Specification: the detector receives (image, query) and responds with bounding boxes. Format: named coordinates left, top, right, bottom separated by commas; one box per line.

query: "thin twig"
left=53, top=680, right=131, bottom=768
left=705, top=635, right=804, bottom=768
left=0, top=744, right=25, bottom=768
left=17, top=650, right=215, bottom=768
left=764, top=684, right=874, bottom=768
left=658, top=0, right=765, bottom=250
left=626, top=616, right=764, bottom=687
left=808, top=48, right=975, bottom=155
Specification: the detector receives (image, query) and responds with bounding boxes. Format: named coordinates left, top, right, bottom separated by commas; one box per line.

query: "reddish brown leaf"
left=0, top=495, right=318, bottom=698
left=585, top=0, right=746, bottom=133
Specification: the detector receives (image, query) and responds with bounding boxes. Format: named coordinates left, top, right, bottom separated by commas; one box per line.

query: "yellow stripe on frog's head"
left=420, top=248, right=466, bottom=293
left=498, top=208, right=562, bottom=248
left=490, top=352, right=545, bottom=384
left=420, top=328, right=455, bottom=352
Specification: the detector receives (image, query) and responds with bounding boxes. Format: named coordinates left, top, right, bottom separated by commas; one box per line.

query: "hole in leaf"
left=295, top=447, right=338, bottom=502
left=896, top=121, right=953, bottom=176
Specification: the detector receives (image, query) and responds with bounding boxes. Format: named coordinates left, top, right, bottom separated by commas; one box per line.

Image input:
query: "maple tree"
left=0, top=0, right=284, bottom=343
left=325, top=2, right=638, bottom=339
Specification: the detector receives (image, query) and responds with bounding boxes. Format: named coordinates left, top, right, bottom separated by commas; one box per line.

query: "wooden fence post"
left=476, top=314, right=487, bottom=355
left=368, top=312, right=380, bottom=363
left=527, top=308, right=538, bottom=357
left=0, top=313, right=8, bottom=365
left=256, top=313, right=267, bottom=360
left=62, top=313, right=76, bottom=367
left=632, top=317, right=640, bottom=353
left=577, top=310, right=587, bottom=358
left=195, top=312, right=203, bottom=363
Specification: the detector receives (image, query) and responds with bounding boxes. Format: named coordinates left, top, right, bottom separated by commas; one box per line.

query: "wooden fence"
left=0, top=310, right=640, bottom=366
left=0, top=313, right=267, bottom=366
· · · · ·
Put each line of the material above into a JSON list of strings, with one string per line and the blank lines omitted.

◆ **RESPONSE TO THE TASK**:
[
  "Specification: the detector receives (image, query) and responds with bounding boxes. Format: named coordinates left, top, right, bottom separated by commas; one box per line.",
  "query: \"thin twig\"",
  "left=53, top=680, right=131, bottom=768",
  "left=705, top=635, right=804, bottom=768",
  "left=0, top=744, right=25, bottom=768",
  "left=17, top=650, right=215, bottom=768",
  "left=764, top=684, right=874, bottom=768",
  "left=658, top=0, right=765, bottom=250",
  "left=626, top=616, right=764, bottom=687",
  "left=808, top=48, right=975, bottom=155",
  "Specification: the detector receives (image, query) and responds with bounding boxes. Format: named coordinates left, top, right, bottom separated by commas; one box per line.",
  "query: \"reddish brown leaf\"",
  "left=0, top=495, right=318, bottom=698",
  "left=585, top=0, right=746, bottom=133",
  "Specification: the detector receives (image, query) and responds with bounding boxes. Format: named coordinates left, top, right, bottom separated by commas; one box per line.",
  "query: \"yellow stripe on frog's head\"",
  "left=420, top=248, right=466, bottom=293",
  "left=498, top=208, right=562, bottom=248",
  "left=490, top=352, right=545, bottom=384",
  "left=420, top=328, right=455, bottom=352",
  "Specification: the detector receives (image, query) and responds with bounding boxes. Format: named coordinates left, top, right, bottom separated by commas; one box per line.",
  "query: \"hole in leaf\"",
  "left=295, top=447, right=338, bottom=502",
  "left=896, top=121, right=953, bottom=176",
  "Specification: the detector receives (image, query) and responds with bounding boxes. Format: named coordinates left, top, right, bottom separated by commas; one box per line.",
  "Image input:",
  "query: \"maple tree\"",
  "left=0, top=0, right=284, bottom=343",
  "left=325, top=2, right=638, bottom=339",
  "Specification: the detector receives (image, query) and responds with bounding boxes. Format: named coordinates left, top, right, bottom separated by commas; one box per line.",
  "query: \"wooden fence post\"",
  "left=476, top=314, right=487, bottom=355",
  "left=368, top=312, right=380, bottom=363",
  "left=527, top=308, right=538, bottom=357",
  "left=0, top=313, right=8, bottom=365",
  "left=256, top=313, right=267, bottom=360",
  "left=62, top=313, right=76, bottom=367",
  "left=632, top=317, right=640, bottom=353",
  "left=577, top=310, right=587, bottom=358",
  "left=195, top=312, right=203, bottom=363",
  "Specification: the detector receives (image, query) and responds with bounding boxes. Format: named coordinates left, top, right, bottom separated by commas; one box per line.",
  "query: \"wooden fence\"",
  "left=0, top=310, right=640, bottom=366",
  "left=0, top=313, right=267, bottom=366"
]